■ ACTION ITEM
The required output is the line that contains "around the ivy" through the last line of the data, retyped verbatim and with nothing added.

■ RECORDS FOR THE TASK
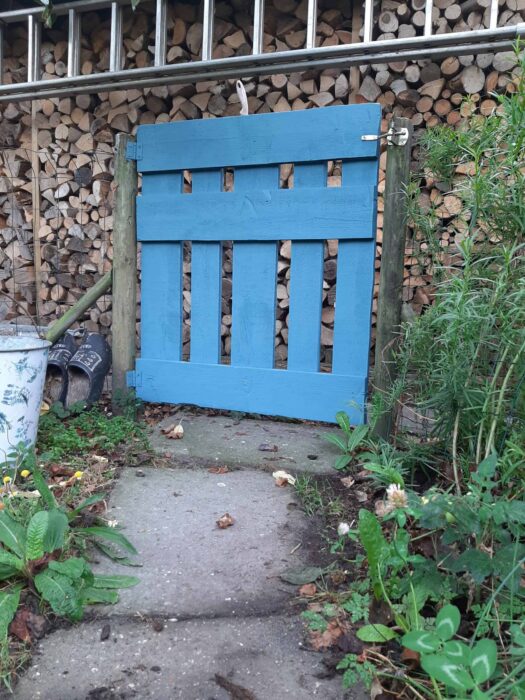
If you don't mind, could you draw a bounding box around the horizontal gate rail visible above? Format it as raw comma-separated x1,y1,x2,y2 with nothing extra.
0,0,523,102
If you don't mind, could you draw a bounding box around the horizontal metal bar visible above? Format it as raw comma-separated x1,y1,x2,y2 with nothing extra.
0,0,131,23
0,24,522,102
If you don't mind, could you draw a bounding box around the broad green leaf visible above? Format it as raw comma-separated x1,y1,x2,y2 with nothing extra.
79,526,137,555
80,587,119,605
470,639,497,684
68,493,107,520
25,511,49,561
279,566,324,585
0,586,22,639
323,433,348,452
421,654,474,692
471,690,491,700
435,604,461,641
94,541,142,567
358,509,387,598
356,624,398,643
335,411,351,434
476,453,497,478
334,454,352,471
31,464,57,510
48,557,89,580
443,640,470,665
402,630,441,654
92,574,139,590
0,550,24,575
34,569,82,622
348,425,369,452
43,510,69,553
449,550,493,584
0,512,26,557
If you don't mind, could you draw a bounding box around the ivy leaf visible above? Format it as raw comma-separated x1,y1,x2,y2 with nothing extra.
435,604,461,641
356,624,398,643
402,630,441,654
470,639,497,684
421,654,474,692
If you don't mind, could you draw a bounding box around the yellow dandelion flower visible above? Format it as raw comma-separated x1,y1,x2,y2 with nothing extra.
20,470,31,478
74,471,83,480
2,476,11,484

■ ANSWER
If you don't mind, could you draw a bounding box around the ivy leaf visible above? Format it as raw comma-separated x1,y1,x2,y2 with nothing extra.
435,604,461,641
356,624,398,643
402,630,441,654
470,639,497,684
421,654,474,692
If you don't mind, could you draw a bounding box around the yellow dandelion flower visible above? Format it as raw comma-separated x1,y1,x2,y2 with nothing extra.
20,470,31,478
74,471,83,480
2,476,11,484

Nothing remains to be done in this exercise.